DIRECTIONS FOR THIS TASK: Take every line from the listing below that contains "pile".

TASK DATA:
^^^^^^^^^^^^^^^^
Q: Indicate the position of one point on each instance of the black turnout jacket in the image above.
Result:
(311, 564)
^^^^^^^^^^^^^^^^
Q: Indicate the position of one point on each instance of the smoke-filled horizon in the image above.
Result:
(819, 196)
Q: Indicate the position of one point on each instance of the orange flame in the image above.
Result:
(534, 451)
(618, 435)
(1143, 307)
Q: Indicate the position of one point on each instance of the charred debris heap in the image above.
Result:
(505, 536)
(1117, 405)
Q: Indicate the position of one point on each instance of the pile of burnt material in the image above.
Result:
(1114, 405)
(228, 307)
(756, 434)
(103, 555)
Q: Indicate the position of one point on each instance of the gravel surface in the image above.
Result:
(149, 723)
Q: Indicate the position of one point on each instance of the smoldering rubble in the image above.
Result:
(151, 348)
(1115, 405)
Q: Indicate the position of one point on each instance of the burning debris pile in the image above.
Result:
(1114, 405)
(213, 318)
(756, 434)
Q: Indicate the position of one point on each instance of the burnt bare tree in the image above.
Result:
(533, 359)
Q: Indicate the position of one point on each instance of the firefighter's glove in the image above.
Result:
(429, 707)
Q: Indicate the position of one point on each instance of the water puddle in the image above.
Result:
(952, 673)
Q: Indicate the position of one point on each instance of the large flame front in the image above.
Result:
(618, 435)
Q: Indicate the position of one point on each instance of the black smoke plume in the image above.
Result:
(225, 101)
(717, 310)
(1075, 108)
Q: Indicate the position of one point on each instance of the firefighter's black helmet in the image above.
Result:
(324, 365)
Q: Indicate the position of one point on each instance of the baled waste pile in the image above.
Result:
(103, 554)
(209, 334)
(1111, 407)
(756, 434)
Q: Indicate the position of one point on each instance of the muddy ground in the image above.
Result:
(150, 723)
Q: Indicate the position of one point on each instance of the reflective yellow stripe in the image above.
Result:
^^^^^^^^^^^^^^^^
OUTPUT FOR THIS TASK:
Q: Indicate the position of one point on each instance of the pile of burnt material in the image above.
Q: Indicate the position of one point on each instance of the burning debris pile in the image above.
Q: Indicate the position of one point on each instance of the baled waste pile in the image above.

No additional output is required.